■ SUPPLIED PASSAGE
----
Scott State Bank v. Tabor Grain Co., 109 Ill. App. 3d 858 (1982)

Oct. 18, 1982 · Illinois Appellate Court · No. 4-82-0239
109 Ill. App. 3d 858

SCOTT STATE BANK, Plaintiff-Appellant, v. TABOR GRAIN COMPANY, Defendant-Appellee.

Fourth District

No. 4—82—0239

Opinion filed October 18, 1982.

Darrell F. Parish and Linda M. Castleman, both of Owen, Roberts, Susler & Murphy, P. C., of Decatur, for appellant.

Rosenberg, Rosenberg, Bickes, Johnson & Richardson, Chartered, of Decatur (David L. Johnson, of counsel), for appellee.

*859JUSTICE WEBBER

delivered the opinion of the court:

Plaintiff sued defendant in the circuit court of Moultrie County for conversion of grain in which it held a security interest under the Uniform Commercial Code — Secured Transactions (UCC) (Ill. Rev. Stat. 1979, ch. 26, par. 9 — 101 et seq.). The trial court entered summary judgment for the defendant and plaintiff appeals. The narrow question presented is the sufficiency of the description in a financing statement of the real estate on which the grain was produced under section 9 — 402(1) of the UCC (Ill. Rev. Stat. 1979, ch. 26, par. 9— 402(1)).
----
■ DATA SECTION

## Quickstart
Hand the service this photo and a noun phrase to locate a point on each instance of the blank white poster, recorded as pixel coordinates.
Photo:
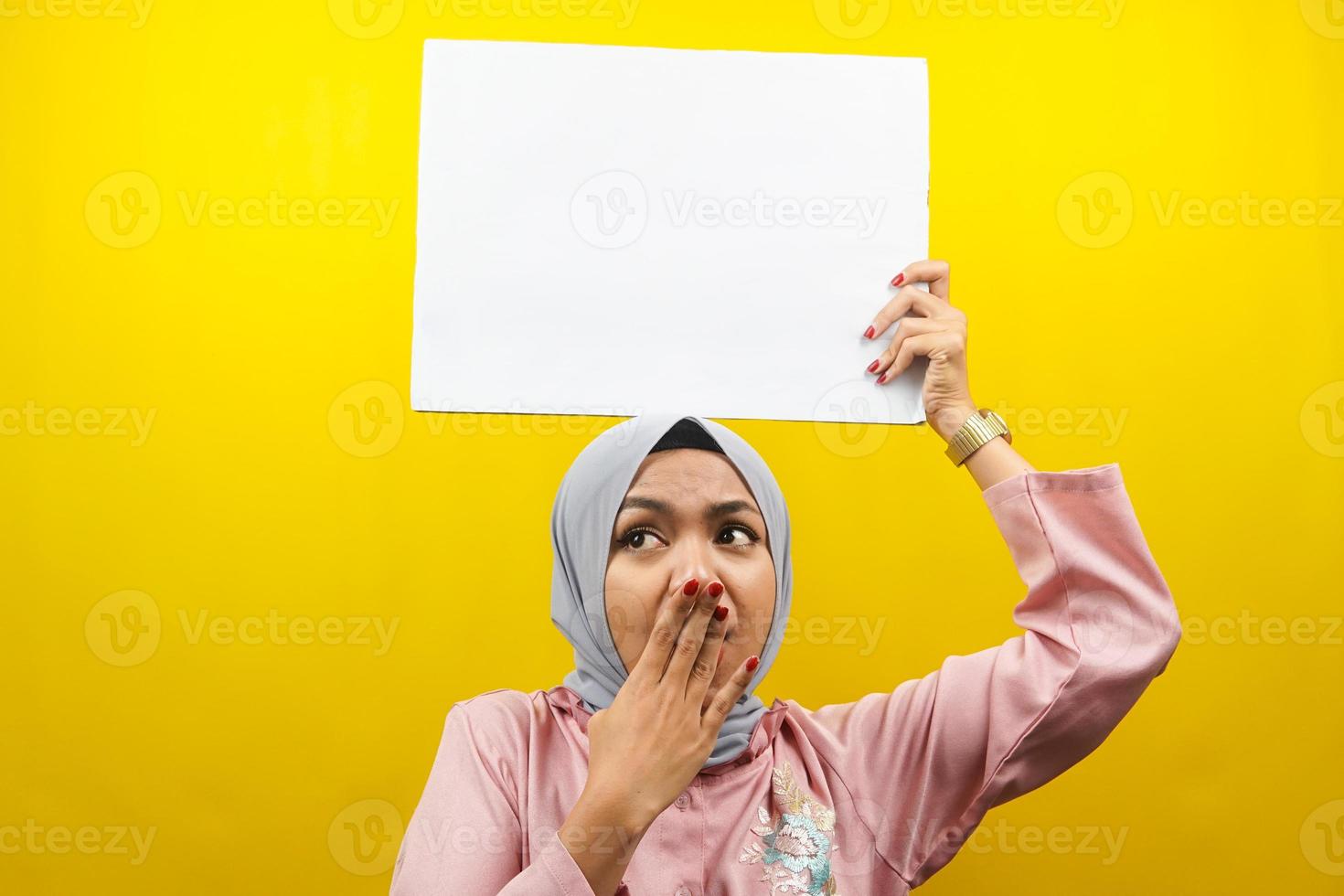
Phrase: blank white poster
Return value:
(625, 229)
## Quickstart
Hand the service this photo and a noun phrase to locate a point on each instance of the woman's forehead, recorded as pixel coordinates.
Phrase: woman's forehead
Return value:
(689, 475)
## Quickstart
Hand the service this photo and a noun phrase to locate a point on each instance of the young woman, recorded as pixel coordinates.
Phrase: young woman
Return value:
(654, 770)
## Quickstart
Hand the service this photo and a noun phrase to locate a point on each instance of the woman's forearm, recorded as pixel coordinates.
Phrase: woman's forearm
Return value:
(994, 461)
----
■ EXERCISE TASKS
**A.** Render this sentence from the opinion on the grain conversion suit into Spanish: "The trial court entered summary judgment for the defendant and plaintiff appeals."
**B.** Pick up the court opinion on the grain conversion suit after its final sentence and carry it forward.

■ ANSWERS TO EACH TASK
**A.** El tribunal de primera instancia dictó sentencia sumaria a favor del demandado y el demandante apela.

**B.**
Guy Wallace, a farmer, was a customer of the plaintiff and entered into a security agreement with it for a line of credit. The agreement created a security interest in all of Wallace’s share of crops grown on certain farm land located in Moultrie County. The land was described with particularity under the government survey system. In order to perfect the security interest (Ill. Rev. Stat. 1979, ch. 26, par. 9 — 302), a financing statement was prepared and filed in the office of the recorder of deeds of Moultrie County. The description of the property covered by the statement is:

“The debtors [sic] share of the crops grown on certain real estate as described on a certain Security Agreement dated June 1,1979 on file with the Scott State Bank, Bethany, IL.”

During the autumn and winter of 1979 Wallace sold grain to the defendant and did not apply the proceeds to his debt with the plaintiff. He defaulted in early 1980 and afterward declared bankruptcy. Plaintiff then filed the instant law suit alleging that defendant had converted grain in which plaintiff held a security interest.

Some depositions were taken but their content is not material in view of our disposition of this case. They related to issues of waiver and estoppel. However, the trial court allowed the defendant’s motion for summary judgment on the ground of lack of proper description in the financing statement, a conclusion with which we agree.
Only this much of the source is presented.